## Exercise details
Return each line from the records below that contains the word "player".

## Given records
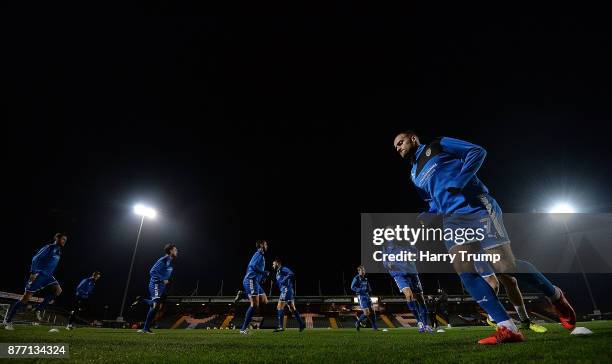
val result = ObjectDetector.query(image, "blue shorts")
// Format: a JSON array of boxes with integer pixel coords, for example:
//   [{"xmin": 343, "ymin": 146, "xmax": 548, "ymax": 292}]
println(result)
[
  {"xmin": 358, "ymin": 295, "xmax": 372, "ymax": 310},
  {"xmin": 149, "ymin": 281, "xmax": 166, "ymax": 301},
  {"xmin": 391, "ymin": 273, "xmax": 423, "ymax": 293},
  {"xmin": 25, "ymin": 273, "xmax": 59, "ymax": 292},
  {"xmin": 278, "ymin": 287, "xmax": 293, "ymax": 302},
  {"xmin": 242, "ymin": 278, "xmax": 265, "ymax": 297},
  {"xmin": 444, "ymin": 195, "xmax": 510, "ymax": 250},
  {"xmin": 474, "ymin": 262, "xmax": 495, "ymax": 278}
]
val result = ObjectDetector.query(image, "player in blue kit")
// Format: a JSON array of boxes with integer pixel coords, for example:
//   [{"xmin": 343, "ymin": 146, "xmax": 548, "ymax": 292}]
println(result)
[
  {"xmin": 66, "ymin": 271, "xmax": 102, "ymax": 330},
  {"xmin": 474, "ymin": 262, "xmax": 548, "ymax": 334},
  {"xmin": 393, "ymin": 131, "xmax": 576, "ymax": 344},
  {"xmin": 132, "ymin": 244, "xmax": 178, "ymax": 334},
  {"xmin": 4, "ymin": 233, "xmax": 68, "ymax": 330},
  {"xmin": 240, "ymin": 240, "xmax": 270, "ymax": 334},
  {"xmin": 272, "ymin": 258, "xmax": 306, "ymax": 332},
  {"xmin": 383, "ymin": 240, "xmax": 433, "ymax": 333},
  {"xmin": 351, "ymin": 265, "xmax": 378, "ymax": 331}
]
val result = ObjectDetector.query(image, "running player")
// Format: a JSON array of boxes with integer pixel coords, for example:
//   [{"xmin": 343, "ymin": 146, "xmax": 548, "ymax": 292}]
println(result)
[
  {"xmin": 132, "ymin": 244, "xmax": 178, "ymax": 334},
  {"xmin": 4, "ymin": 233, "xmax": 68, "ymax": 330},
  {"xmin": 393, "ymin": 131, "xmax": 576, "ymax": 344},
  {"xmin": 240, "ymin": 240, "xmax": 270, "ymax": 334},
  {"xmin": 272, "ymin": 258, "xmax": 306, "ymax": 332},
  {"xmin": 66, "ymin": 271, "xmax": 101, "ymax": 330},
  {"xmin": 351, "ymin": 265, "xmax": 378, "ymax": 331},
  {"xmin": 475, "ymin": 262, "xmax": 548, "ymax": 334}
]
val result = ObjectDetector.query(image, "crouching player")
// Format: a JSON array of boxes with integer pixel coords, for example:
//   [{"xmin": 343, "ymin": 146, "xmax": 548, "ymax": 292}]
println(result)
[
  {"xmin": 66, "ymin": 271, "xmax": 101, "ymax": 330},
  {"xmin": 272, "ymin": 258, "xmax": 306, "ymax": 332},
  {"xmin": 4, "ymin": 233, "xmax": 68, "ymax": 330},
  {"xmin": 351, "ymin": 265, "xmax": 378, "ymax": 331},
  {"xmin": 240, "ymin": 240, "xmax": 270, "ymax": 334},
  {"xmin": 132, "ymin": 244, "xmax": 178, "ymax": 334},
  {"xmin": 383, "ymin": 240, "xmax": 433, "ymax": 333}
]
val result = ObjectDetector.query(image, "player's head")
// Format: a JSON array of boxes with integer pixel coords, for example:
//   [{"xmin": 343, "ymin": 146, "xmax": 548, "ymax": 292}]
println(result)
[
  {"xmin": 272, "ymin": 258, "xmax": 282, "ymax": 269},
  {"xmin": 255, "ymin": 240, "xmax": 268, "ymax": 253},
  {"xmin": 393, "ymin": 130, "xmax": 421, "ymax": 159},
  {"xmin": 357, "ymin": 265, "xmax": 365, "ymax": 276},
  {"xmin": 164, "ymin": 244, "xmax": 178, "ymax": 258},
  {"xmin": 53, "ymin": 233, "xmax": 68, "ymax": 246}
]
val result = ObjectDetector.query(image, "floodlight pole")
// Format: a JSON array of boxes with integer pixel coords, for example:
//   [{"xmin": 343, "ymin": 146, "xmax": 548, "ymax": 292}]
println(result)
[{"xmin": 117, "ymin": 215, "xmax": 145, "ymax": 321}]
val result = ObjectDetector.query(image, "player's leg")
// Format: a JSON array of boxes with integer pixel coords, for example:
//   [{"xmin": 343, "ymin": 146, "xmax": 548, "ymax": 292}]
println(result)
[
  {"xmin": 481, "ymin": 195, "xmax": 576, "ymax": 329},
  {"xmin": 240, "ymin": 279, "xmax": 260, "ymax": 334},
  {"xmin": 487, "ymin": 244, "xmax": 576, "ymax": 330},
  {"xmin": 36, "ymin": 278, "xmax": 62, "ymax": 321},
  {"xmin": 3, "ymin": 291, "xmax": 34, "ymax": 330},
  {"xmin": 449, "ymin": 243, "xmax": 524, "ymax": 345},
  {"xmin": 413, "ymin": 291, "xmax": 434, "ymax": 333},
  {"xmin": 499, "ymin": 274, "xmax": 548, "ymax": 333},
  {"xmin": 288, "ymin": 298, "xmax": 306, "ymax": 332},
  {"xmin": 138, "ymin": 282, "xmax": 166, "ymax": 334},
  {"xmin": 408, "ymin": 273, "xmax": 433, "ymax": 333},
  {"xmin": 474, "ymin": 262, "xmax": 499, "ymax": 328},
  {"xmin": 402, "ymin": 287, "xmax": 424, "ymax": 330},
  {"xmin": 66, "ymin": 297, "xmax": 82, "ymax": 330},
  {"xmin": 368, "ymin": 301, "xmax": 378, "ymax": 330},
  {"xmin": 274, "ymin": 298, "xmax": 287, "ymax": 332}
]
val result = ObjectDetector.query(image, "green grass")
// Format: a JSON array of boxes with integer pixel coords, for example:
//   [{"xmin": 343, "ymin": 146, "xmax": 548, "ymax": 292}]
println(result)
[{"xmin": 0, "ymin": 321, "xmax": 612, "ymax": 364}]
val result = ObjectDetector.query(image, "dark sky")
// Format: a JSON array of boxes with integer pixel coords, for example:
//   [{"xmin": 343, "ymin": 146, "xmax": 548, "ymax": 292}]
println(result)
[{"xmin": 0, "ymin": 7, "xmax": 612, "ymax": 318}]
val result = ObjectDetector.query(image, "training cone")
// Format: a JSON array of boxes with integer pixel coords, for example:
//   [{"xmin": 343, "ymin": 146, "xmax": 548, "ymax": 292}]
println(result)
[{"xmin": 571, "ymin": 327, "xmax": 593, "ymax": 335}]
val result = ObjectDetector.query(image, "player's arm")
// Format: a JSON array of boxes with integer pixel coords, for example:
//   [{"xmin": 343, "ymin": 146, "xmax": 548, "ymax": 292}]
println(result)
[{"xmin": 440, "ymin": 137, "xmax": 487, "ymax": 192}]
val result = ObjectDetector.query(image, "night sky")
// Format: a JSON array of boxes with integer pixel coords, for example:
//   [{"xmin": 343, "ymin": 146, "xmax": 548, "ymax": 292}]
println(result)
[{"xmin": 0, "ymin": 7, "xmax": 612, "ymax": 312}]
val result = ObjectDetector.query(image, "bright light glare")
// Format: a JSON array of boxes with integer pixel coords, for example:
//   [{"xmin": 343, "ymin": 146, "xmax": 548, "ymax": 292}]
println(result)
[
  {"xmin": 548, "ymin": 202, "xmax": 576, "ymax": 214},
  {"xmin": 134, "ymin": 204, "xmax": 157, "ymax": 219}
]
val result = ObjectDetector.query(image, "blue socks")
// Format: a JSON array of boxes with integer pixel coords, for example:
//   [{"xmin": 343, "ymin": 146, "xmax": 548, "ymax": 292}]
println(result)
[
  {"xmin": 417, "ymin": 303, "xmax": 429, "ymax": 326},
  {"xmin": 459, "ymin": 273, "xmax": 510, "ymax": 322},
  {"xmin": 408, "ymin": 301, "xmax": 423, "ymax": 322},
  {"xmin": 276, "ymin": 310, "xmax": 285, "ymax": 329},
  {"xmin": 6, "ymin": 301, "xmax": 23, "ymax": 322},
  {"xmin": 240, "ymin": 306, "xmax": 255, "ymax": 331},
  {"xmin": 142, "ymin": 306, "xmax": 157, "ymax": 331},
  {"xmin": 36, "ymin": 293, "xmax": 55, "ymax": 311},
  {"xmin": 515, "ymin": 259, "xmax": 557, "ymax": 298}
]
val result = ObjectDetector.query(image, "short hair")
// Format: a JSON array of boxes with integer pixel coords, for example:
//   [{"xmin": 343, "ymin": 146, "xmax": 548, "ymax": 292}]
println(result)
[
  {"xmin": 395, "ymin": 130, "xmax": 419, "ymax": 138},
  {"xmin": 164, "ymin": 244, "xmax": 176, "ymax": 254}
]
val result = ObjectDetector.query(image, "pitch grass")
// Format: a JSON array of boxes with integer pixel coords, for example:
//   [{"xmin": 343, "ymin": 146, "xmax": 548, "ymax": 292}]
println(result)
[{"xmin": 0, "ymin": 321, "xmax": 612, "ymax": 364}]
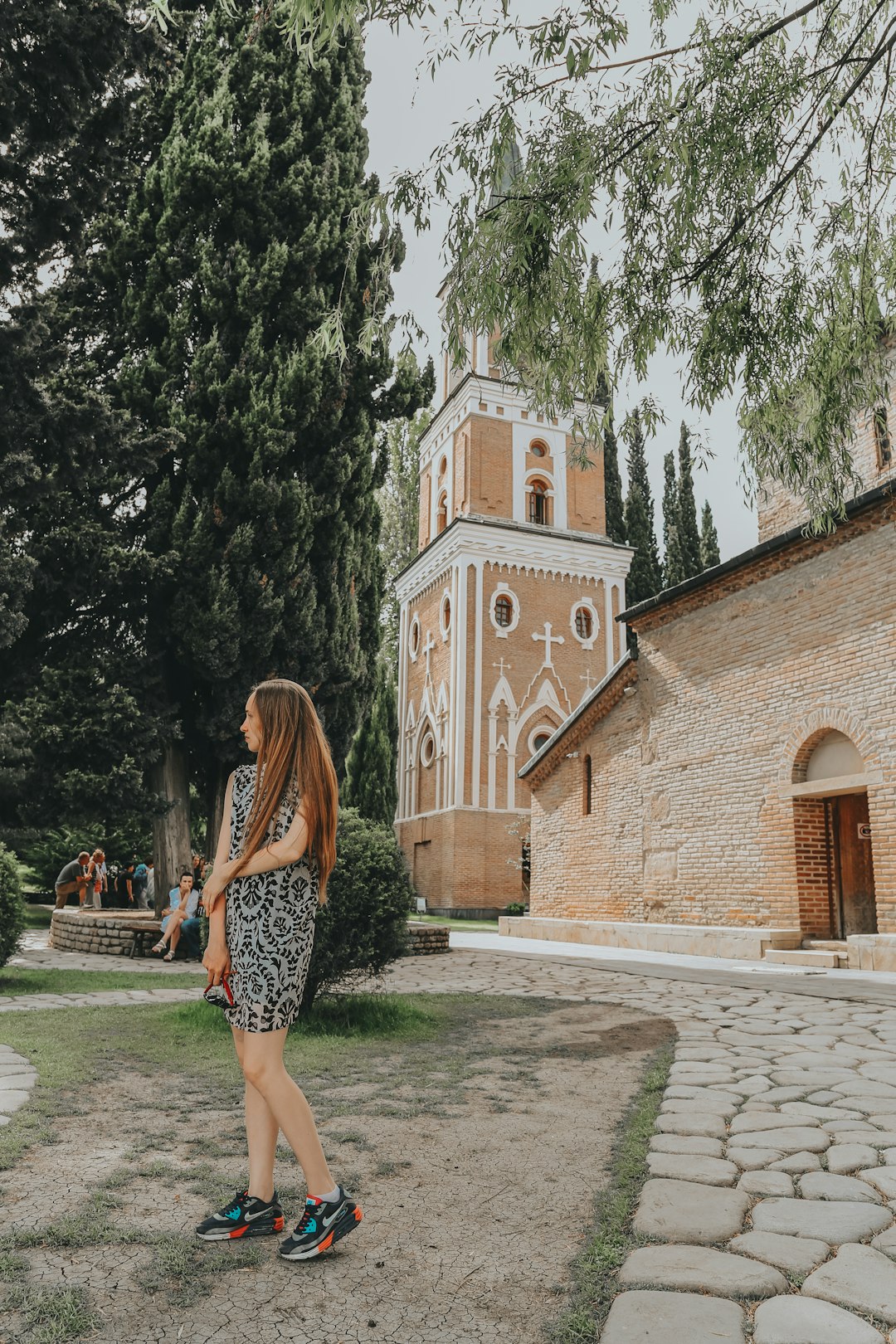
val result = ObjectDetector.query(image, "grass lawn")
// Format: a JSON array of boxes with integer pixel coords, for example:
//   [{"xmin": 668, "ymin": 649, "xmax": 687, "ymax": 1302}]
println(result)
[
  {"xmin": 0, "ymin": 989, "xmax": 548, "ymax": 1171},
  {"xmin": 411, "ymin": 915, "xmax": 499, "ymax": 933},
  {"xmin": 0, "ymin": 962, "xmax": 208, "ymax": 996}
]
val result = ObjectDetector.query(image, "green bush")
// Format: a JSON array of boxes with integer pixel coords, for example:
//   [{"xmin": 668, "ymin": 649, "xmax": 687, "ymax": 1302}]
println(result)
[
  {"xmin": 302, "ymin": 808, "xmax": 415, "ymax": 1013},
  {"xmin": 0, "ymin": 845, "xmax": 26, "ymax": 967}
]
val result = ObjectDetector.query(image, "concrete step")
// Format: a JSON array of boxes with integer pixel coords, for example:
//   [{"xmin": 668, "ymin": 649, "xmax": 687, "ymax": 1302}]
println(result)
[{"xmin": 763, "ymin": 947, "xmax": 848, "ymax": 971}]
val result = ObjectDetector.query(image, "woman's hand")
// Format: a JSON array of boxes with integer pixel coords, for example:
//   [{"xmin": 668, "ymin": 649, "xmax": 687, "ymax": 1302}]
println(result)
[
  {"xmin": 202, "ymin": 938, "xmax": 230, "ymax": 989},
  {"xmin": 202, "ymin": 863, "xmax": 230, "ymax": 915}
]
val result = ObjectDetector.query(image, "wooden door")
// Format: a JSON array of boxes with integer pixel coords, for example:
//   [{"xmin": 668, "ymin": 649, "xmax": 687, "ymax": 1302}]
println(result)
[{"xmin": 831, "ymin": 793, "xmax": 877, "ymax": 938}]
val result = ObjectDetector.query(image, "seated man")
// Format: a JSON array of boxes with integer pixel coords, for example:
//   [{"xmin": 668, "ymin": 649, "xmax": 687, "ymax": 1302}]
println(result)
[{"xmin": 153, "ymin": 869, "xmax": 199, "ymax": 961}]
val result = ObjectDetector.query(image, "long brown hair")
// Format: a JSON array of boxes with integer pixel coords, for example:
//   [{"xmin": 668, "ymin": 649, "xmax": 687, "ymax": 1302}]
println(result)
[{"xmin": 234, "ymin": 677, "xmax": 338, "ymax": 904}]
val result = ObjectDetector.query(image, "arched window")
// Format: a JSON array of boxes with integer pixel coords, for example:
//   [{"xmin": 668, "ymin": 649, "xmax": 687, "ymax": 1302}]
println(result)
[
  {"xmin": 575, "ymin": 606, "xmax": 594, "ymax": 640},
  {"xmin": 494, "ymin": 592, "xmax": 514, "ymax": 626},
  {"xmin": 529, "ymin": 480, "xmax": 551, "ymax": 527},
  {"xmin": 874, "ymin": 406, "xmax": 894, "ymax": 472}
]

## Task response
val result = ObjectDetector.query(image, "player in blue kit")
val result = ObjectDetector.query(image, "running player")
val result = ObjectDetector.query(image, "crouching player")
val result = ObjectDetector.query(image, "player's head")
val result = ObjectDetector.query(image, "player's leg")
val result = ObjectDetector.query(image, "player's arm")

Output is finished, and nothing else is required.